**Entries**
··········
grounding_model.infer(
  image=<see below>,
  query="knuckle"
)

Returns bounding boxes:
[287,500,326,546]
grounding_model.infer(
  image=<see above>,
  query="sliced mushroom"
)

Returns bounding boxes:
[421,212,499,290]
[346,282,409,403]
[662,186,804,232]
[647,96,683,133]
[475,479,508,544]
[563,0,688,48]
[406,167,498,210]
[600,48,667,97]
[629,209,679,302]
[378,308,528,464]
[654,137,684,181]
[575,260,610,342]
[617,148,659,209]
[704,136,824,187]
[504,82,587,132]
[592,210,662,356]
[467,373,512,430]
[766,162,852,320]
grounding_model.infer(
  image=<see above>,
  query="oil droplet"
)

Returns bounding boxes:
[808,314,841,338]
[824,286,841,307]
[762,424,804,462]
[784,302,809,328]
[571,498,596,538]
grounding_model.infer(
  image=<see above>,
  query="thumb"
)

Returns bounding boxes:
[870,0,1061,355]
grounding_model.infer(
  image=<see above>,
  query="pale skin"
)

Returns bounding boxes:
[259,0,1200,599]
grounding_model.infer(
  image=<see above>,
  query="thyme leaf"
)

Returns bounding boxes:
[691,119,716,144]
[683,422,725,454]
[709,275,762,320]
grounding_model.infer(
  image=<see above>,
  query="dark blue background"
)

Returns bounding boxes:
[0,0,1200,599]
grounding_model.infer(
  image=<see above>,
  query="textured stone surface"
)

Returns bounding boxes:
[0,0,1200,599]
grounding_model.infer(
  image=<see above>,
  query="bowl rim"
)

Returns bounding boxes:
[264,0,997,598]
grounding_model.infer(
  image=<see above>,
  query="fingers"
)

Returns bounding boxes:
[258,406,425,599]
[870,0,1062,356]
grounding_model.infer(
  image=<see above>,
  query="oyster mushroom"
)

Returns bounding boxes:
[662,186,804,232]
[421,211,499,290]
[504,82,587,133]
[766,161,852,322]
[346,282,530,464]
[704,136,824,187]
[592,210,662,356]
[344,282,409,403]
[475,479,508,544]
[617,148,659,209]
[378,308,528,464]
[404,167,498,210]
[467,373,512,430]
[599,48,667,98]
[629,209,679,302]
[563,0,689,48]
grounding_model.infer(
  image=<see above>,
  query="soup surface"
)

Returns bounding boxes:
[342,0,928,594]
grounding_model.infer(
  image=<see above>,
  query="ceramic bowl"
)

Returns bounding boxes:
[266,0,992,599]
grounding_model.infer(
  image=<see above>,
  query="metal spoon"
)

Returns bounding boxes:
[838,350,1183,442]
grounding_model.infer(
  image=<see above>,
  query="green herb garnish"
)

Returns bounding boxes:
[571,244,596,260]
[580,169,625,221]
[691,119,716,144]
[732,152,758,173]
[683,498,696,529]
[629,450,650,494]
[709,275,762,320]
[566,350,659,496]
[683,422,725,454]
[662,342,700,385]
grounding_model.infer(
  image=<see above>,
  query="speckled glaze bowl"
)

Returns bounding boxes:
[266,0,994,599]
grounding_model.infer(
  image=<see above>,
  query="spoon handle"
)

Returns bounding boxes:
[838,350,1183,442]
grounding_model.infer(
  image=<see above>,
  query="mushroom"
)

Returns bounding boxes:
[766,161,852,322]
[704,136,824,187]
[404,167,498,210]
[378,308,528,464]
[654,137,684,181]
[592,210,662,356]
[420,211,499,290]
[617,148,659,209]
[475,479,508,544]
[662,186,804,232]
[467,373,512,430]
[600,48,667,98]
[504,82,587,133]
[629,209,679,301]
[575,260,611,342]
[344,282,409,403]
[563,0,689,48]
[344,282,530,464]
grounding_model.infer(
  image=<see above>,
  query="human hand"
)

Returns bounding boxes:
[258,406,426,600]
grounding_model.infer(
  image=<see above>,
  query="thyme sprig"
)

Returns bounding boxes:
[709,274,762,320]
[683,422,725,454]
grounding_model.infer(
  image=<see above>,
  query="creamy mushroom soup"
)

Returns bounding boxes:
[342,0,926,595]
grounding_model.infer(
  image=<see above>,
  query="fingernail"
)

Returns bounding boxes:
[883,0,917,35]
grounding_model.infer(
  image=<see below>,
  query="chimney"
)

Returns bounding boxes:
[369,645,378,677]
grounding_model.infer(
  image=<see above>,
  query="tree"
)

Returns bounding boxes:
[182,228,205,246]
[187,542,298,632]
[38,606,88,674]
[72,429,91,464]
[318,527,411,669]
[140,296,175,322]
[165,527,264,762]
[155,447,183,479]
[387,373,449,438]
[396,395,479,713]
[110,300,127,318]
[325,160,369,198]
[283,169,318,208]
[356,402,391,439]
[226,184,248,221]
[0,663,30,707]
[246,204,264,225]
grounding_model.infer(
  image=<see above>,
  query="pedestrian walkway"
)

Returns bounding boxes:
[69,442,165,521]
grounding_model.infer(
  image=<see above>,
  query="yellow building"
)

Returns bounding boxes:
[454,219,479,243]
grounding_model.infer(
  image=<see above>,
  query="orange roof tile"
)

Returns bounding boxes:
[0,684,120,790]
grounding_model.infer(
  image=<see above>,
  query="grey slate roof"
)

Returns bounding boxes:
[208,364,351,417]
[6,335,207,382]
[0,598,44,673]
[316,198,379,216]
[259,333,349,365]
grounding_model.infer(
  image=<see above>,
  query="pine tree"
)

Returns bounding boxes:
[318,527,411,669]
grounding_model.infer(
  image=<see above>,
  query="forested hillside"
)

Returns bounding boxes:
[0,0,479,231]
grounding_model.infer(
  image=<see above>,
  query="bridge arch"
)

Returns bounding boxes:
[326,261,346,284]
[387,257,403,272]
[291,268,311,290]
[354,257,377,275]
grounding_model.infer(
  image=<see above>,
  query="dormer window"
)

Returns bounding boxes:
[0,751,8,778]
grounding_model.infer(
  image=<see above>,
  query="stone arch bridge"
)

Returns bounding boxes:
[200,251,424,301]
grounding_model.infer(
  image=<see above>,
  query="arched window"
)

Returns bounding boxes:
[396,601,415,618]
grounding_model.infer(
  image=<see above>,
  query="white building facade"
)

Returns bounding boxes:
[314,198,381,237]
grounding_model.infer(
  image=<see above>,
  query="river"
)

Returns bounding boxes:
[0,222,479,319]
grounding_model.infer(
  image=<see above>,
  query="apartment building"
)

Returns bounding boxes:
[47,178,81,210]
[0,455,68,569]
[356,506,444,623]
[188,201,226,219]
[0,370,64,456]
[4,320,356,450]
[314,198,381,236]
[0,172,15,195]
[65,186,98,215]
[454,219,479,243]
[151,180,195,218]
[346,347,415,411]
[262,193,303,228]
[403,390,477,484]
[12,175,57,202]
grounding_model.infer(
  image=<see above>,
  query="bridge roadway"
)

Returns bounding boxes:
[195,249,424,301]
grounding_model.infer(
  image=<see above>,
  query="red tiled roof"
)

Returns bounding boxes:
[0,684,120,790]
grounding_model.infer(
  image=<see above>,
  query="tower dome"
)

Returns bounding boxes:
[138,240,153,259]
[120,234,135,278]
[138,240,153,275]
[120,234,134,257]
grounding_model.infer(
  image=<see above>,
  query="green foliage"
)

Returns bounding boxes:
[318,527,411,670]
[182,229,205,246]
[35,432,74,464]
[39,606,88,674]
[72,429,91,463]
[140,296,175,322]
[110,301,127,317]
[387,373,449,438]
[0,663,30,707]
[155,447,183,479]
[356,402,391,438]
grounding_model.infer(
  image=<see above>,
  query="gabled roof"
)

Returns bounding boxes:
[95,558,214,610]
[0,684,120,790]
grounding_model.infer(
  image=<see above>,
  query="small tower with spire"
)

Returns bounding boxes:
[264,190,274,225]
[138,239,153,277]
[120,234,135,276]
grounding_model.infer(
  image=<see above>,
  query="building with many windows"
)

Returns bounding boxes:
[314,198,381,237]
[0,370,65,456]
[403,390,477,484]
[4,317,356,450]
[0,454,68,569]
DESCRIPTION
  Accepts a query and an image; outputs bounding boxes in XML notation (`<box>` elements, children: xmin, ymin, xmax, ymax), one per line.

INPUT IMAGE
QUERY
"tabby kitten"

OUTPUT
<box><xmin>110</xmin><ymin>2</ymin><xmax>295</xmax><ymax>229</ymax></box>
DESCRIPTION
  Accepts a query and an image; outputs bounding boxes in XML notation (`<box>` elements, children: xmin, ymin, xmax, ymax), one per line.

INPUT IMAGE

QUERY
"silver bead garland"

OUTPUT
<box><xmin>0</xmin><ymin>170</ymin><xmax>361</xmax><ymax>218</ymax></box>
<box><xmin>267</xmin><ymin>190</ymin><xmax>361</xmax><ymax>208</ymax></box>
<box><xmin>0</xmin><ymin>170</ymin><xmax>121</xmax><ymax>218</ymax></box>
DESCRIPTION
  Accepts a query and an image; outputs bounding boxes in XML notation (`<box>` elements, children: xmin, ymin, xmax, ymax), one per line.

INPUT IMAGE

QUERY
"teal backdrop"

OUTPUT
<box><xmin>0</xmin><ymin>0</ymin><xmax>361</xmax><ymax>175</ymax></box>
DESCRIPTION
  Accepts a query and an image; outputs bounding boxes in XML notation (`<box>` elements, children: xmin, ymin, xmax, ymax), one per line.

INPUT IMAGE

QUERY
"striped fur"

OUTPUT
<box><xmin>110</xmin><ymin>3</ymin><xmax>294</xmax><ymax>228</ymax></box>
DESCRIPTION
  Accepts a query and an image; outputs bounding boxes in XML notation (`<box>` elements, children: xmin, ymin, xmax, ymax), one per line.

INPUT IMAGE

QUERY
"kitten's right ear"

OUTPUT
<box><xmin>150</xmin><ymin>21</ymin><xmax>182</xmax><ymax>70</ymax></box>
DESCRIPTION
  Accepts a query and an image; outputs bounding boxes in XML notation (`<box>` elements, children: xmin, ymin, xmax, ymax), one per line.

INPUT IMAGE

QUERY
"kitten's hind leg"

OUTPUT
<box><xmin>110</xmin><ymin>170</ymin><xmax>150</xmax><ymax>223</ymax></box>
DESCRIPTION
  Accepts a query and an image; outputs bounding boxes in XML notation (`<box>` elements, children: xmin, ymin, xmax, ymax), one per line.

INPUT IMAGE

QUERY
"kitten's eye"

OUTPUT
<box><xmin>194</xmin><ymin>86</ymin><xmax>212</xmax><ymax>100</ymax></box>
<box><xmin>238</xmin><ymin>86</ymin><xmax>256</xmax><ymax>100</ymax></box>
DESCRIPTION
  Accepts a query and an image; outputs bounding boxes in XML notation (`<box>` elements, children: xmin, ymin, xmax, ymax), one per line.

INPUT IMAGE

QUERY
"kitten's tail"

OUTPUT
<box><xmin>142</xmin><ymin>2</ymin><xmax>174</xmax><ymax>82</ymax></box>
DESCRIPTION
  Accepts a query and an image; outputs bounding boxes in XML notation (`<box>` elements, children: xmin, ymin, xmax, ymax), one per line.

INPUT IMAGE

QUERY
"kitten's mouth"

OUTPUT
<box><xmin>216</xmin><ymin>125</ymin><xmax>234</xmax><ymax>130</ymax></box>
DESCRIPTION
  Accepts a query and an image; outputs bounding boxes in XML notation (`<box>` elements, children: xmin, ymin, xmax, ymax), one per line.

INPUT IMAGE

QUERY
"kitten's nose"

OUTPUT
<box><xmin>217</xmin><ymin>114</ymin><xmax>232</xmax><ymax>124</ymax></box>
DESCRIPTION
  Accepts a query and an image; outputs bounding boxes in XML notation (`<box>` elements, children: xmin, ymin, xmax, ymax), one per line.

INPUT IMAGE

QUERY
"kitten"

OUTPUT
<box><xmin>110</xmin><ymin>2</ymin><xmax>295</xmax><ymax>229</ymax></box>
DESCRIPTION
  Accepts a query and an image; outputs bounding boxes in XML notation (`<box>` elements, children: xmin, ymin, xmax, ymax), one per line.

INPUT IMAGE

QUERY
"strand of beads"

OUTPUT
··········
**Task requirements**
Copy the entries again, beginning at the start of the entries and ending with the line that contains "[571,498,596,538]", with "knuckle" changed to "finger joint" and nothing else altered.

**Result for this exercise**
grounding_model.infer(
  image=<see below>,
  query="finger joint"
)

Returns bounding boxes:
[287,500,326,546]
grounding_model.infer(
  image=<see above>,
  query="sliced mushroom"
)

Returns bounding boxes:
[421,212,499,290]
[346,282,409,403]
[662,186,804,232]
[647,96,683,133]
[475,479,508,544]
[563,0,688,48]
[406,167,498,210]
[600,48,667,97]
[629,209,679,302]
[378,308,528,464]
[654,137,684,181]
[575,260,610,342]
[617,148,659,209]
[704,136,824,187]
[504,82,587,132]
[592,210,662,356]
[467,373,512,430]
[766,162,852,320]
grounding_model.infer(
  image=<see above>,
  query="oil droplet"
)

Returns bounding boxes:
[808,314,841,338]
[824,286,841,307]
[762,424,804,462]
[784,302,809,328]
[571,498,596,538]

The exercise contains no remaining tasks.